Your instructions = Below are the entries. Transcribe exactly the lines from the one with "Query: curved horn" through the one with "Mark the gray", ends included, and leave out all others.

Records supplied =
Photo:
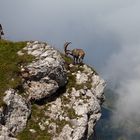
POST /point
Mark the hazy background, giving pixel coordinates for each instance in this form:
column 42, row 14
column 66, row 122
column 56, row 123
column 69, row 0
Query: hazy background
column 108, row 30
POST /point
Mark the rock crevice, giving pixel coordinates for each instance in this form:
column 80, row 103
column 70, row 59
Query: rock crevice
column 67, row 98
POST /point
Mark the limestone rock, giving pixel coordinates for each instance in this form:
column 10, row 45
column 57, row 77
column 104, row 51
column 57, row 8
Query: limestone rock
column 16, row 113
column 47, row 71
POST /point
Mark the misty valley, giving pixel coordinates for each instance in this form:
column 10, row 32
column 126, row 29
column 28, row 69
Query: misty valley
column 107, row 129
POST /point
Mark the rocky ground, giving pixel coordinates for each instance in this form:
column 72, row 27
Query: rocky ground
column 57, row 100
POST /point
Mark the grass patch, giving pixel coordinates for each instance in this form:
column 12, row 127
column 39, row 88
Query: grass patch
column 33, row 123
column 10, row 63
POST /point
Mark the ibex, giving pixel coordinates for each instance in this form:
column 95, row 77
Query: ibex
column 78, row 54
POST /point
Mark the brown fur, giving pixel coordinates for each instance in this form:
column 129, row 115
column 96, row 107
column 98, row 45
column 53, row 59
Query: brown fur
column 78, row 54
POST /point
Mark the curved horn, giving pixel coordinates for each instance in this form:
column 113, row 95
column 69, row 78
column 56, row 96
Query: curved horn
column 66, row 45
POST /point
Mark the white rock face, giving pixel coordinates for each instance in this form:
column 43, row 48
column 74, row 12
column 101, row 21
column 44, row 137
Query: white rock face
column 80, row 109
column 47, row 72
column 17, row 112
column 73, row 103
column 15, row 115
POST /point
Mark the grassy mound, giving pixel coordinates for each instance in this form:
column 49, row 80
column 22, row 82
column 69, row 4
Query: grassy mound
column 9, row 65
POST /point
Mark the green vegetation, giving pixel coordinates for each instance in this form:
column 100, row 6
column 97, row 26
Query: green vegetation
column 33, row 123
column 9, row 65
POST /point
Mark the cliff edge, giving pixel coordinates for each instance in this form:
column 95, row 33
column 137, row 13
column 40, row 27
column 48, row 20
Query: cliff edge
column 56, row 100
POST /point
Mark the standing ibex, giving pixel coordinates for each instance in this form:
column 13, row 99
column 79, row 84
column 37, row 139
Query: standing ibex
column 78, row 54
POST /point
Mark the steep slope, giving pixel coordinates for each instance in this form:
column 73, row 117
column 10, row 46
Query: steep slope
column 56, row 100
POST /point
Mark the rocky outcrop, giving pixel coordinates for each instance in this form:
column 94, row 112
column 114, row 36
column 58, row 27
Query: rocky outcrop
column 15, row 115
column 65, row 103
column 46, row 73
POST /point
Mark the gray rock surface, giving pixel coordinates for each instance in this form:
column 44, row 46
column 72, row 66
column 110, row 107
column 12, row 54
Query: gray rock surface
column 47, row 71
column 73, row 103
column 16, row 113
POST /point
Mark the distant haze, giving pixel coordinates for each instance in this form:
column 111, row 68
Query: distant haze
column 109, row 32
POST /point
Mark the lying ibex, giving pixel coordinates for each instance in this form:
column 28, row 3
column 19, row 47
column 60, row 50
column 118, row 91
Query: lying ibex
column 78, row 54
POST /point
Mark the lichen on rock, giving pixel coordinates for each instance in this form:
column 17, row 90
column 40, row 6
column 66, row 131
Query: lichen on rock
column 63, row 100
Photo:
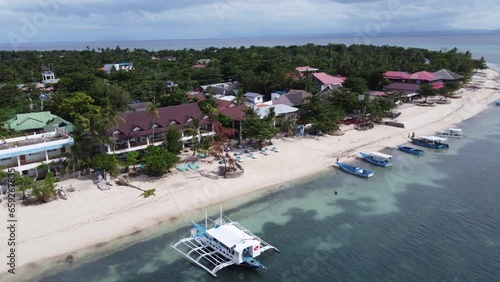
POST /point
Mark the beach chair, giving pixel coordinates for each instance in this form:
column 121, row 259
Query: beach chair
column 180, row 168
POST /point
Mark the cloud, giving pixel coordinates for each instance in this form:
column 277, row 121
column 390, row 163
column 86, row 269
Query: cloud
column 95, row 20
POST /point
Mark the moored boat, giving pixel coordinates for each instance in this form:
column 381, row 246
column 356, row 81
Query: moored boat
column 355, row 170
column 410, row 150
column 377, row 158
column 451, row 132
column 431, row 142
column 225, row 243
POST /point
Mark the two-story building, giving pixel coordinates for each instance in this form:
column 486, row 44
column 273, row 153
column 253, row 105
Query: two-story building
column 136, row 132
column 45, row 140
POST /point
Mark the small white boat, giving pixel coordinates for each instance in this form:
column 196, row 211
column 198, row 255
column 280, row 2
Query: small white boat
column 451, row 132
column 225, row 243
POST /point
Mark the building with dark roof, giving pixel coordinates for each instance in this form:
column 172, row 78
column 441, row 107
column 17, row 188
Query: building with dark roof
column 136, row 132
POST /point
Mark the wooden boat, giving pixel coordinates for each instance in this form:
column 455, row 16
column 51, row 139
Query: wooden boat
column 62, row 194
column 355, row 170
column 377, row 158
column 410, row 150
column 451, row 132
column 431, row 142
column 222, row 244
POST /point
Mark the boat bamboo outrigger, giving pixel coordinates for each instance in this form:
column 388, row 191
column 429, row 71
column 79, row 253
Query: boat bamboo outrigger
column 451, row 132
column 225, row 243
column 377, row 158
column 431, row 142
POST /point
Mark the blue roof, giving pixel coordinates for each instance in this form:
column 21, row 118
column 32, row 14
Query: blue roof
column 28, row 150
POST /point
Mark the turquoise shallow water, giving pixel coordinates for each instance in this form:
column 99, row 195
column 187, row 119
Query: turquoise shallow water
column 428, row 218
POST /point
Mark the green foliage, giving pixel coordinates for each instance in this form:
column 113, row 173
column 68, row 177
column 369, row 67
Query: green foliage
column 322, row 112
column 260, row 129
column 149, row 193
column 45, row 190
column 225, row 120
column 426, row 91
column 378, row 107
column 159, row 161
column 208, row 105
column 173, row 142
column 356, row 85
column 104, row 161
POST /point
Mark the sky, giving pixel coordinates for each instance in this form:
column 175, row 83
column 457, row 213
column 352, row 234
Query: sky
column 25, row 21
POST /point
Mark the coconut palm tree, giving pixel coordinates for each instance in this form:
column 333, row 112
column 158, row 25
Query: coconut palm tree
column 286, row 123
column 240, row 100
column 194, row 132
column 153, row 112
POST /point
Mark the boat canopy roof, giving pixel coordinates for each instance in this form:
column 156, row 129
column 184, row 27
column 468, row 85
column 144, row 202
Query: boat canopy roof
column 433, row 138
column 381, row 155
column 231, row 236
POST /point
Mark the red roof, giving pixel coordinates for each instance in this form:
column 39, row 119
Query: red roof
column 424, row 75
column 223, row 104
column 233, row 112
column 306, row 68
column 326, row 79
column 438, row 85
column 140, row 123
column 396, row 74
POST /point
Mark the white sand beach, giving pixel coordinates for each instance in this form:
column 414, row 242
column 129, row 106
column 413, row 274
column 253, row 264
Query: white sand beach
column 91, row 216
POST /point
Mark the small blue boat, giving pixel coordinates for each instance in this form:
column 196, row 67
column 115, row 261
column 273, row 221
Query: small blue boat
column 377, row 158
column 355, row 170
column 410, row 150
column 431, row 142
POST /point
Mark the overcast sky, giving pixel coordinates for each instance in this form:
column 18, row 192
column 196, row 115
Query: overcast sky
column 106, row 20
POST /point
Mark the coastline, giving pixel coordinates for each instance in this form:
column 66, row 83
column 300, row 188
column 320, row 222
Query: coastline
column 91, row 217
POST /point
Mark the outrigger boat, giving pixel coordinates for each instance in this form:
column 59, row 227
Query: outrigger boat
column 355, row 170
column 452, row 132
column 377, row 158
column 225, row 243
column 410, row 150
column 431, row 142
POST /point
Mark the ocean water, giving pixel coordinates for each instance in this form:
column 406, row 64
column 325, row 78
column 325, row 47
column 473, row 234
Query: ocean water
column 485, row 45
column 427, row 218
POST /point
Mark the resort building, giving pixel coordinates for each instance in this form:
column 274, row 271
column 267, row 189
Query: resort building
column 48, row 77
column 108, row 68
column 449, row 75
column 136, row 132
column 46, row 140
column 325, row 80
column 254, row 98
column 292, row 98
column 418, row 78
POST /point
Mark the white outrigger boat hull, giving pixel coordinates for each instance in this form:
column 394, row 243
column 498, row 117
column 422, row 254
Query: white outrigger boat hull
column 226, row 243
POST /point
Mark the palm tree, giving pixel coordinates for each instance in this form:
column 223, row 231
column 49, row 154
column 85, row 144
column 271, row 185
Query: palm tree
column 240, row 100
column 113, row 119
column 153, row 112
column 286, row 123
column 194, row 132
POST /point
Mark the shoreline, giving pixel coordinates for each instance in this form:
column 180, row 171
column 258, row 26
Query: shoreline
column 91, row 217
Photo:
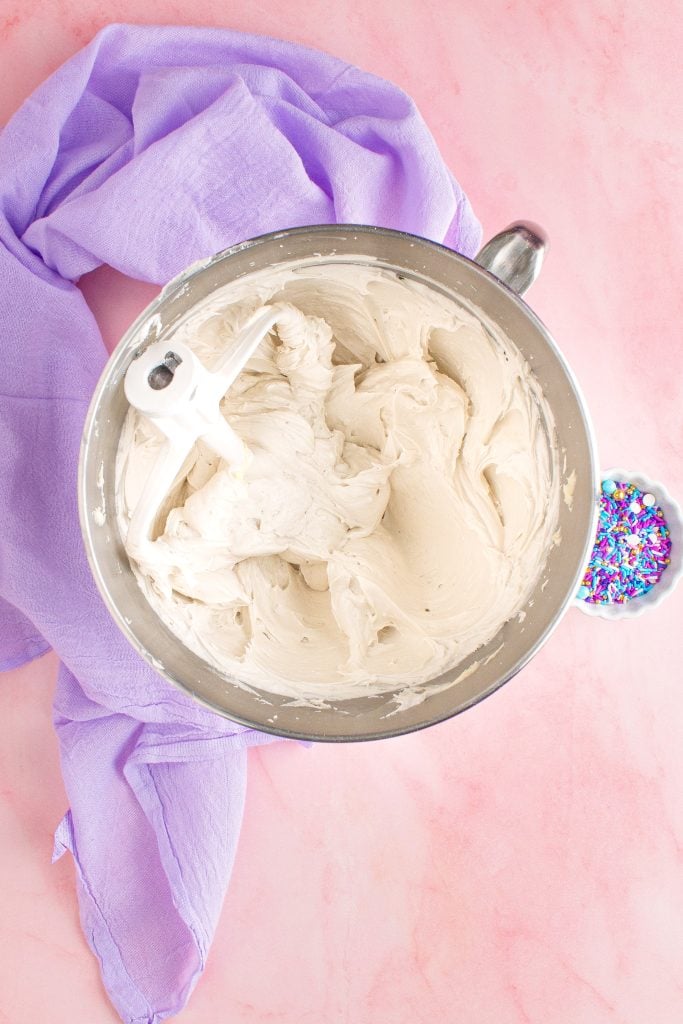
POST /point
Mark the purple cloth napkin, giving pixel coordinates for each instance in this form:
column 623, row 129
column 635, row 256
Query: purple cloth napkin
column 151, row 148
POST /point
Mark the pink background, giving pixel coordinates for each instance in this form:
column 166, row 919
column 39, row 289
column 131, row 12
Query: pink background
column 521, row 863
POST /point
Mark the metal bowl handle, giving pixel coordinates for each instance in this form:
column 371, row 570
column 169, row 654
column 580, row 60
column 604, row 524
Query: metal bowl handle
column 515, row 256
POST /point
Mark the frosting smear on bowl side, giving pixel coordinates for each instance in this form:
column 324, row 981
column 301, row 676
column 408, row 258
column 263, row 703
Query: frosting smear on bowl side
column 398, row 506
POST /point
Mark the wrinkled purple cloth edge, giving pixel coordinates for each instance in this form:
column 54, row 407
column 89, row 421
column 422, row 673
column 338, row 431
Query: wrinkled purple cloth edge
column 148, row 150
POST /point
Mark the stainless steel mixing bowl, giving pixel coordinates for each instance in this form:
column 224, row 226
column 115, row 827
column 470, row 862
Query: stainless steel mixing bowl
column 514, row 257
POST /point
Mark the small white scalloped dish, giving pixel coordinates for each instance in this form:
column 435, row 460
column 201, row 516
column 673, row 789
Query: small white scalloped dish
column 674, row 570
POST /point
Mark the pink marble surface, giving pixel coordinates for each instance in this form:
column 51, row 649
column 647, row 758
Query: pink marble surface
column 522, row 863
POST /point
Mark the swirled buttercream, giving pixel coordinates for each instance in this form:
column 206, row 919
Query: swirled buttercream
column 398, row 505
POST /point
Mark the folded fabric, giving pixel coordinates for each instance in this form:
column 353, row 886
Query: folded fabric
column 151, row 148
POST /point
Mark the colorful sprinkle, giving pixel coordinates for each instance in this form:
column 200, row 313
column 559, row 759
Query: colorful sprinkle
column 632, row 546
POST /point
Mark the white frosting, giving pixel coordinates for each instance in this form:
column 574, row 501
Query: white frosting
column 398, row 506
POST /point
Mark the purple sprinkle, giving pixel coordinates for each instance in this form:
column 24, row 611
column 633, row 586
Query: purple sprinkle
column 632, row 547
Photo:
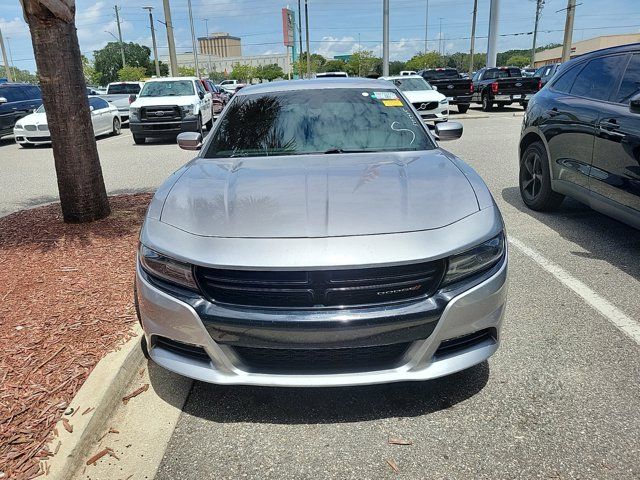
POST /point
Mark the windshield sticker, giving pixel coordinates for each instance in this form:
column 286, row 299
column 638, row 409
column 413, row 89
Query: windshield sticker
column 393, row 103
column 384, row 95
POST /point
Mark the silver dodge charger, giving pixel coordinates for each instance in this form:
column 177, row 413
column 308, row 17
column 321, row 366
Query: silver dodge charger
column 321, row 237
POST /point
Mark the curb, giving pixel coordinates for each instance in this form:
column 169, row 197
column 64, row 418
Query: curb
column 103, row 390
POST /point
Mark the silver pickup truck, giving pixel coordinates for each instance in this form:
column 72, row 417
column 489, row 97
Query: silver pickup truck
column 118, row 94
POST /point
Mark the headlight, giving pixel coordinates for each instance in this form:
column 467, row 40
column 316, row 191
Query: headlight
column 187, row 110
column 476, row 260
column 166, row 268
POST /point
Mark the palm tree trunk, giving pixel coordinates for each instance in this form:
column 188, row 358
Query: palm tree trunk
column 83, row 196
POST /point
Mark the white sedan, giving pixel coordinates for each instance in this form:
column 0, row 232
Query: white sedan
column 33, row 129
column 430, row 104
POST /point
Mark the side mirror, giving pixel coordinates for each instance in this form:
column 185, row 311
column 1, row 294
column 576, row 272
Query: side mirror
column 634, row 104
column 190, row 141
column 448, row 130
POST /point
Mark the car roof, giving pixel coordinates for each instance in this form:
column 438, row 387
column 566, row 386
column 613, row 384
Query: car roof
column 315, row 84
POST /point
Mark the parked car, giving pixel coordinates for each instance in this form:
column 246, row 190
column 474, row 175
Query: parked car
column 546, row 72
column 168, row 106
column 430, row 104
column 34, row 129
column 503, row 86
column 330, row 242
column 121, row 94
column 17, row 100
column 451, row 84
column 581, row 136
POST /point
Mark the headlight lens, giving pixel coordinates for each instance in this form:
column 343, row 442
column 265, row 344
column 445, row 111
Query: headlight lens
column 166, row 268
column 473, row 261
column 187, row 110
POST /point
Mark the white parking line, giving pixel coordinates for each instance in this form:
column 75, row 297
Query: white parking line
column 612, row 313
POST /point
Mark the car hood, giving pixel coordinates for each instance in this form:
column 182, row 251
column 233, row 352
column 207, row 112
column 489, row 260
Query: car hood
column 319, row 195
column 171, row 100
column 424, row 96
column 34, row 119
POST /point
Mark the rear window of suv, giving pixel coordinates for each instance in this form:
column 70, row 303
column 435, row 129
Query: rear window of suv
column 336, row 120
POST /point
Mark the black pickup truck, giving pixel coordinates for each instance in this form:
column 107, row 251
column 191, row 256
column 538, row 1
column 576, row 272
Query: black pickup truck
column 449, row 83
column 503, row 86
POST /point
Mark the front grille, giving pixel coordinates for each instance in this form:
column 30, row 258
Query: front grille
column 161, row 113
column 324, row 288
column 454, row 345
column 420, row 106
column 181, row 348
column 343, row 359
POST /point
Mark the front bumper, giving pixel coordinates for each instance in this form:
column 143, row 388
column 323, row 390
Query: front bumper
column 479, row 308
column 150, row 129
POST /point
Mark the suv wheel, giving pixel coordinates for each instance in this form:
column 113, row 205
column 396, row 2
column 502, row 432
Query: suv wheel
column 535, row 179
column 486, row 104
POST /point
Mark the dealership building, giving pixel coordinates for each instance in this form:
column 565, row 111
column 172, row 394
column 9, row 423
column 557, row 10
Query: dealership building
column 554, row 55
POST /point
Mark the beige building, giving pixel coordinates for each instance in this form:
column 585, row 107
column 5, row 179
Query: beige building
column 554, row 55
column 220, row 45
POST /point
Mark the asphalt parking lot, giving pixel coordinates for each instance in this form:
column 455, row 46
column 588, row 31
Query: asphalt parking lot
column 560, row 399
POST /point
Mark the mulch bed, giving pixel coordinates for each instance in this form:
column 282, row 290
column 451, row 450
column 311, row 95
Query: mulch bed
column 66, row 299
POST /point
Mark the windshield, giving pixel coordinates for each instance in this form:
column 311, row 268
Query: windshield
column 411, row 84
column 173, row 88
column 124, row 88
column 318, row 121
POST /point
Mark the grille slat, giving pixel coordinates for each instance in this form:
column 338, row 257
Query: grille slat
column 324, row 288
column 342, row 359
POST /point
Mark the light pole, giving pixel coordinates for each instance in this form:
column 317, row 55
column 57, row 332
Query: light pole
column 153, row 40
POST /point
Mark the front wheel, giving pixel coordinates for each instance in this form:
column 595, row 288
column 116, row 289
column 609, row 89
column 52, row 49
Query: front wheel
column 486, row 104
column 117, row 127
column 535, row 179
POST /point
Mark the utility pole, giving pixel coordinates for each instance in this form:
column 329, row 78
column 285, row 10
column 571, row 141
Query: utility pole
column 426, row 28
column 306, row 19
column 124, row 63
column 539, row 5
column 7, row 70
column 568, row 31
column 193, row 40
column 173, row 61
column 385, row 38
column 153, row 41
column 492, row 42
column 473, row 36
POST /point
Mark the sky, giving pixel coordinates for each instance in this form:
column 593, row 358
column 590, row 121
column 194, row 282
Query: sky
column 336, row 26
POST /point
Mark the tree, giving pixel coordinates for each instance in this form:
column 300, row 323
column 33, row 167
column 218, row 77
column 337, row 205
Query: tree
column 335, row 65
column 108, row 60
column 83, row 196
column 131, row 74
column 518, row 61
column 361, row 63
column 186, row 71
column 243, row 73
column 269, row 72
column 425, row 60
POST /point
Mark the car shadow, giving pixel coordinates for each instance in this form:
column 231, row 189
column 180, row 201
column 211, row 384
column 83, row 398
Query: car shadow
column 602, row 237
column 231, row 404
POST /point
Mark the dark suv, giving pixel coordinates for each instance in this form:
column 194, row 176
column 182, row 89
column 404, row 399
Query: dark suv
column 581, row 136
column 17, row 100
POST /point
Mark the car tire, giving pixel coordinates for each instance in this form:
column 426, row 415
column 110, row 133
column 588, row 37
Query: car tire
column 535, row 179
column 117, row 127
column 487, row 106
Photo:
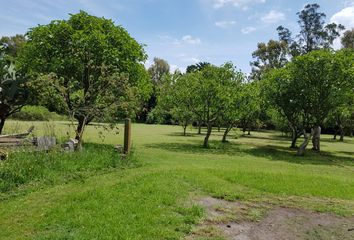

Output for this task =
Query: curved horn
column 66, row 45
POST /point
Mark the white rock face, giving pixel coordinates for each instance in this form:
column 43, row 48
column 74, row 12
column 101, row 21
column 44, row 137
Query: white rock face
column 80, row 109
column 47, row 72
column 17, row 112
column 73, row 103
column 15, row 115
POST /point
Mark the grassy mound, giving pixel coordinates for each instance in this form:
column 49, row 80
column 22, row 82
column 69, row 4
Query: grassy mound
column 9, row 65
POST /point
Mark the green vegetation, giving pixel coordinates for each instance in this form:
column 100, row 6
column 97, row 26
Query: green vegetation
column 33, row 123
column 9, row 65
POST /point
Mark the cliff edge, giving pixel coordinates for each instance in this form:
column 95, row 33
column 137, row 13
column 40, row 27
column 48, row 20
Query: cliff edge
column 56, row 100
POST /point
Mark the standing ibex, giving pixel coordinates for each instance in this form:
column 13, row 99
column 79, row 84
column 37, row 139
Query: standing ibex
column 78, row 54
POST /point
Mark the steep slope, giving pixel coordinates for each instance in this form:
column 73, row 117
column 10, row 46
Query: steep slope
column 56, row 100
POST /point
Mark the rocky outcrop, giving pixel coordinates for each instance in this form:
column 94, row 112
column 114, row 36
column 58, row 27
Query: rocky outcrop
column 15, row 115
column 65, row 103
column 46, row 73
POST /point
Mark the gray rock surface, giving pixel coordinates for each instance in this form:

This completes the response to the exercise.